SELECTED TEXT ▸

-*-

Tuesday, January 30, 2007

Talking Doesn't Necessarily Drive Engagement

It was just announced that Mini USA will deliver “an ever-changing array of unique, personal, playful and unexpected messages” to Mini Cooper owners via “talking” billboards.

The company mailed 4,500 invitations to owners in 4 cities asking them to provide non-confidential information and opt into the program where billboards will be programmed to identify approaching Mini drivers through an RFID-embedded key fob. The signs will, for example, wish them “happy birthday,” or call the car by name. (It’s been reported that more than a third of Mini owners have named their cars.)

Issues of driver distraction and safety notwithstanding, one wonders if there isn’t a more effective way of spending one’s budget to engage customers. Yes, it’s true that the Mini brand was developed off a non-traditional, quirky and creative approach, but it also smacks of Six Million Dollar Man-thinking: We can do it! We have the technology!

If you’re asking yourself if this program doesn’t just reach out and “touch” customers who have already engaged with the brand, you’re not alone. But, it’s been suggested that this program will intensify the strong “tribal” connections between owners and the brand (presumably those are the people who named their cars), which, the thinking goes, will turn owners into evangelists.

Mini Cooper might be interested to know that just attending to advertising – however technologically-advanced – does not guarantee engagement. Getting noticed was never a problem for most brands, and “brand advertising” (even quirky, technologically-inspired advertising) does not make a very large contribution to engagement in the automotive category. Based upon the 2007 Brand Keys Customer Loyalty Engagement Index the contribution – even for a high-loyalty brand like Mini – was only .005%. They might also pay attention to the lessons learned by Volkswagen, where quirky marketing has done wonders to boost buzz, but little to boost sales.

-*-

INPUT DATA ▸
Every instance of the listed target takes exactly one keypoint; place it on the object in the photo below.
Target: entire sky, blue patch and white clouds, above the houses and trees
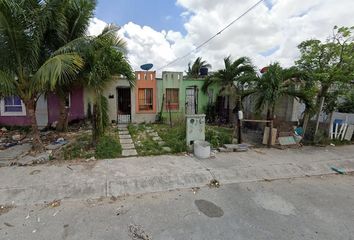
(159, 31)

-*-

REQUIRED TASKS ▸
• A. Answer these questions from the post on Mini's talking billboards:
(i) How many invitations did the company mail, and to owners in how many cities?
(ii) What lets the billboards identify approaching Mini drivers?
(iii) According to the 2007 Brand Keys Customer Loyalty Engagement Index, how much did brand advertising contribute to engagement for Mini?
• B. Using the post on Mini's talking billboards, say whether each statement agrees with it:
(i) More than a third of Mini owners have reportedly named their cars.
(ii) Volkswagen's quirky marketing greatly increased its sales.
(iii) The billboards may greet drivers with a birthday message.
The listing plays no part in the work here.

RESULTS OF THE TASKS ▸
• A.
(i) It mailed 4,500 invitations to owners in 4 cities.
(ii) An RFID-embedded key fob.
(iii) Only .005%.

• B.
(i) Yes: "It’s been reported that more than a third of Mini owners have named their cars."
(ii) No: "quirky marketing has done wonders to boost buzz, but little to boost sales."
(iii) Yes: "The signs will, for example, wish them “happy birthday,” or call the car by name."